_Task directions_
Do not copy the pictures; transcribe all other material exactly.

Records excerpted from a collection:

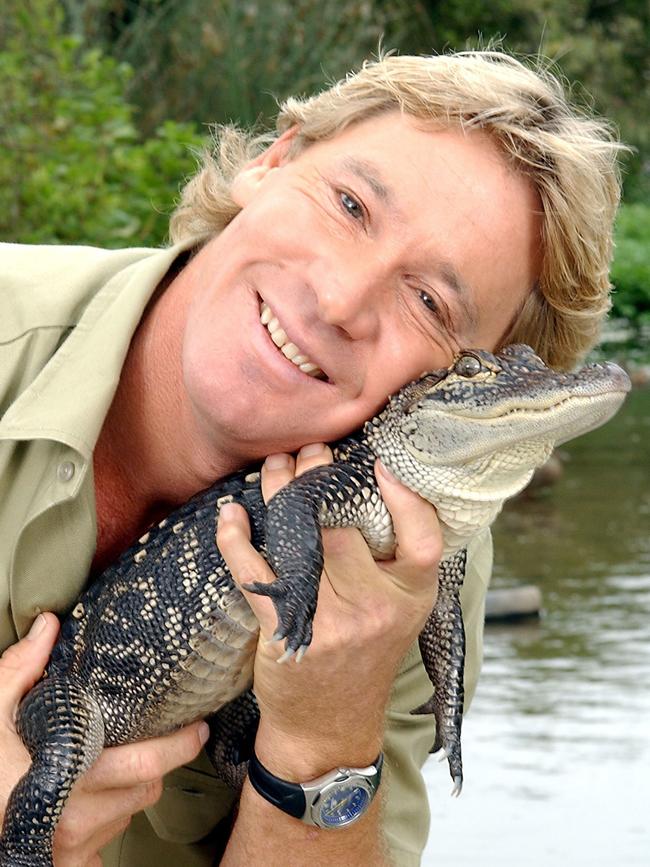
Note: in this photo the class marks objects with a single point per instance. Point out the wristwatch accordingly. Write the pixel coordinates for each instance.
(334, 800)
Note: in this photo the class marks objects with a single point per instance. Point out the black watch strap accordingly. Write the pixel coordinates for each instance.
(288, 797)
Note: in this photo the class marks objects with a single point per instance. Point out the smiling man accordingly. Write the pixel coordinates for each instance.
(420, 206)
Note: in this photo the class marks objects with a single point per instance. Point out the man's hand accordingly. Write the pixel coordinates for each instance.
(122, 781)
(329, 708)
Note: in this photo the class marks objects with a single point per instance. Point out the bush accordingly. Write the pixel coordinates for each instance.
(631, 266)
(73, 167)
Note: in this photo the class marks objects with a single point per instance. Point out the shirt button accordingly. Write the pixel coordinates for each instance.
(65, 471)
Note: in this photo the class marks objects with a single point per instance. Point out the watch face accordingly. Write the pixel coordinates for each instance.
(342, 803)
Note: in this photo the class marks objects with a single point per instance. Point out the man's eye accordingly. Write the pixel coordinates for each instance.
(351, 206)
(429, 301)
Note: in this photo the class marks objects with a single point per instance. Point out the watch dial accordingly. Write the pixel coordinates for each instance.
(343, 805)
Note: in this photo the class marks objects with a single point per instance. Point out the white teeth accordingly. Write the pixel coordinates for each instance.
(289, 350)
(279, 337)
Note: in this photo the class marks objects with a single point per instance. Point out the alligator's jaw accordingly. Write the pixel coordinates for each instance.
(473, 442)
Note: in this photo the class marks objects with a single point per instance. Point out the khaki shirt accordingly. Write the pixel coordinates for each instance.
(67, 315)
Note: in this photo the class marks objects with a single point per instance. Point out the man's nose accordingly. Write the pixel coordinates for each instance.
(350, 297)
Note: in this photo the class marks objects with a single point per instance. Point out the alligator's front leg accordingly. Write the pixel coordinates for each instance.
(63, 730)
(442, 645)
(336, 495)
(232, 736)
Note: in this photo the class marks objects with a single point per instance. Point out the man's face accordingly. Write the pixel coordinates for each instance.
(376, 254)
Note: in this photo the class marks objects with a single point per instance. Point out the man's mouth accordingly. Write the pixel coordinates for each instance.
(290, 351)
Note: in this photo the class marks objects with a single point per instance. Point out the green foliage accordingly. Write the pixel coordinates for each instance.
(631, 267)
(73, 166)
(229, 60)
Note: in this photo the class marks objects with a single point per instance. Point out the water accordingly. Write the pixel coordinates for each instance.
(557, 743)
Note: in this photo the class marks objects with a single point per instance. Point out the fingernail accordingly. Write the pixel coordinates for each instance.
(312, 449)
(385, 472)
(227, 512)
(277, 462)
(37, 628)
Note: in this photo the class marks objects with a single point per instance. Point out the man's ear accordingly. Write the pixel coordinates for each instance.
(248, 180)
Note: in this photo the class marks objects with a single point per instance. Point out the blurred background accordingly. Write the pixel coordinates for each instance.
(104, 106)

_The solution_
Note: in this photo the class marks objects with a single point per instance. Point out the wristwatch accordingly. Write the pixel coordinates for each instance.
(334, 800)
Note: in this photo the class marks objects with a single point per instance. Point out the black watch strap accordingly. Write the pixel coordinates for each instance.
(288, 797)
Note: in this photo the class marks objects with a single point per instance. Point out the smiling man accordingly. Write the pixel coordinates for each instance.
(420, 206)
Note: in this photo the class marks objects with a single point per instance. Point out the man's hand accordingly. Write the pixel coordinates for each instance.
(122, 781)
(329, 708)
Note: in this photo the class marks objects with a single point per instance. Point out the bush accordingly. Write the pixel coordinates for each instance.
(631, 266)
(73, 167)
Note: in this photo the class marks objects with a single point per instance. Point out the shirt button accordingly. Write the pixel coordinates for each instance.
(65, 471)
Note: in this photo the class marks objects with a single point per instance. Point out the watch face accordingly. Write the pixel coordinates for each instance.
(342, 803)
Note: in this photo the class marks objects with a single point per instance. Point out the man's eye accordingly. Write the pixel coordinates for each instance.
(351, 206)
(429, 301)
Note: in this photo the class marks objects with a single point per instance. Point out the watch dial accordingly. Write the pixel coordinates for each instance.
(343, 805)
Note: in this photo the class marks objects with a single point per instance. Point out the white teeth accordingly. Write the pixel coordinates for each instance.
(289, 350)
(279, 337)
Note: in this photo the class marks objects with a single point per instance. Point out the alligator's jaw accordingly. Write the pixel coordinates for each instance.
(473, 442)
Note: in this photo the class marks objects with a single point per instance. Point out the khaki shirt accordingly. Write the pixel coordinates for each instance.
(67, 315)
Note: in this photo the class marks objects with a single point per instance. Point out the man's nose accordingly. Write the pixel coordinates for each instance.
(350, 297)
Note: in this photo the class marks objects with a single point per instance. Point out the alligator's front leg accordingly. Write the pixel coordinates for each instance.
(63, 730)
(442, 645)
(336, 495)
(232, 736)
Note: in this photo the class marks objects with a single point per instance. Point out the man's face accordingly. Write the pixel coordinates for each instance.
(376, 254)
Note: in this photo the class marks objects with a single point per instance. Point out the man's mouth accordingly. Write the pixel coordinates for each instance.
(290, 351)
Note: in this photo the class marks objects with a single point per instance. Point out the green foliage accordingly. Write the pixel coordinates for each instance.
(631, 267)
(73, 166)
(229, 60)
Note: in this photo the class marks objects with a single point per instance. Point out the water accordingly. Write the pixel coordinates for each instance.
(557, 743)
Note: in this photo the class marks objects with a single point per instance. Point out the fingernail accordingly. Write the pixel coordinates for each instance.
(312, 449)
(385, 472)
(227, 512)
(277, 462)
(37, 628)
Note: in this photo the class marks objects with a single point per instance. Point out the man's ear accordingly. Write the pixel coordinates for each instance.
(248, 180)
Note: in this photo the class marks objects with a single point per instance. Point out the blurred background accordingly. Write the pixel coordinates for each instance.
(104, 106)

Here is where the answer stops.